[Task prompt] Reproduce the listing below word for word, with every line in its original order.

----

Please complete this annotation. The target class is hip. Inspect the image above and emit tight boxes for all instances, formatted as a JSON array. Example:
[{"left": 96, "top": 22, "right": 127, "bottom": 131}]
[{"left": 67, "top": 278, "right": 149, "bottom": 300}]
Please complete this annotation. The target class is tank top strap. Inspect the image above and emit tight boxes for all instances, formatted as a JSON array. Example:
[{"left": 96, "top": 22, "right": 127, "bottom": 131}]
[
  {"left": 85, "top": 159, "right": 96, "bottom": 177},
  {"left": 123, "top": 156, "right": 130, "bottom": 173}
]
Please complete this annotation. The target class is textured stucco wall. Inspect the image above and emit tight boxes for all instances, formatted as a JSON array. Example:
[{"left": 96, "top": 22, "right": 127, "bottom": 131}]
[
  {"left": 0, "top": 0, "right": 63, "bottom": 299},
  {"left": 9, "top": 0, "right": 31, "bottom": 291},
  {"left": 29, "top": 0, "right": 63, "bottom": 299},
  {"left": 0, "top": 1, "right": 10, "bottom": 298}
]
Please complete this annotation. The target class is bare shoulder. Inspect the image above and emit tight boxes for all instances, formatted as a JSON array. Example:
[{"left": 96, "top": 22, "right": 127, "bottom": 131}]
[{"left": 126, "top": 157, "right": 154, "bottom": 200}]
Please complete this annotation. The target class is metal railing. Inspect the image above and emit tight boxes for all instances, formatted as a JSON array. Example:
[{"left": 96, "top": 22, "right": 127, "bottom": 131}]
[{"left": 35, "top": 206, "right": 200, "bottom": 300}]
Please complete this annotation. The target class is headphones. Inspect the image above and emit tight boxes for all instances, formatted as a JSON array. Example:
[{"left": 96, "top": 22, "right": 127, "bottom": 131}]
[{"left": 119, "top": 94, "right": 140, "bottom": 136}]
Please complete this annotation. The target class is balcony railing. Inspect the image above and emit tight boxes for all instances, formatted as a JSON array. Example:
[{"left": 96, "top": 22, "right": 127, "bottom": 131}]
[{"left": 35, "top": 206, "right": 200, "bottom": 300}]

----

[The result]
Please complete this annotation. The target class is hip. Inspect the image above and emit tight boxes for all instances, formatted as a JSON array. Example:
[{"left": 96, "top": 22, "right": 127, "bottom": 131}]
[{"left": 67, "top": 278, "right": 149, "bottom": 300}]
Please complete this annotation. The target class is tank top strap. Inspect the image above and emit tight boxes for all instances, formatted as a JSON array. Example:
[{"left": 96, "top": 22, "right": 127, "bottom": 131}]
[
  {"left": 85, "top": 159, "right": 96, "bottom": 177},
  {"left": 123, "top": 156, "right": 130, "bottom": 173}
]
Please complete this annotation. The target class is textured stucco wall. Inspect the image above and emit tight boxes for all instances, formatted as a JSON array. Example:
[{"left": 96, "top": 22, "right": 127, "bottom": 131}]
[
  {"left": 0, "top": 0, "right": 63, "bottom": 299},
  {"left": 9, "top": 0, "right": 31, "bottom": 291},
  {"left": 29, "top": 0, "right": 63, "bottom": 299},
  {"left": 0, "top": 1, "right": 10, "bottom": 298}
]
Please complete this annotation. The target class is bare shoulder. Inspect the image above and emit tight boxes for all instances, formatted as a JSON array. Example:
[{"left": 96, "top": 22, "right": 127, "bottom": 131}]
[{"left": 126, "top": 157, "right": 154, "bottom": 200}]
Please complete this annotation. The target class is metal railing. Inspect the image above and emit tight boxes for all instances, formatted as a JSON array. Example:
[{"left": 96, "top": 22, "right": 127, "bottom": 131}]
[{"left": 35, "top": 206, "right": 200, "bottom": 300}]
Please complete this annotation. The target class is headphones. Inspect the image above and emit tight boxes for all instances, formatted as a JSON array. Example:
[{"left": 96, "top": 22, "right": 127, "bottom": 131}]
[{"left": 119, "top": 94, "right": 140, "bottom": 136}]
Please complete this annotation. The target class is balcony railing. Inspect the image above and emit tight boxes for all instances, formatted as a JSON array. Example:
[{"left": 96, "top": 22, "right": 127, "bottom": 131}]
[{"left": 35, "top": 206, "right": 200, "bottom": 300}]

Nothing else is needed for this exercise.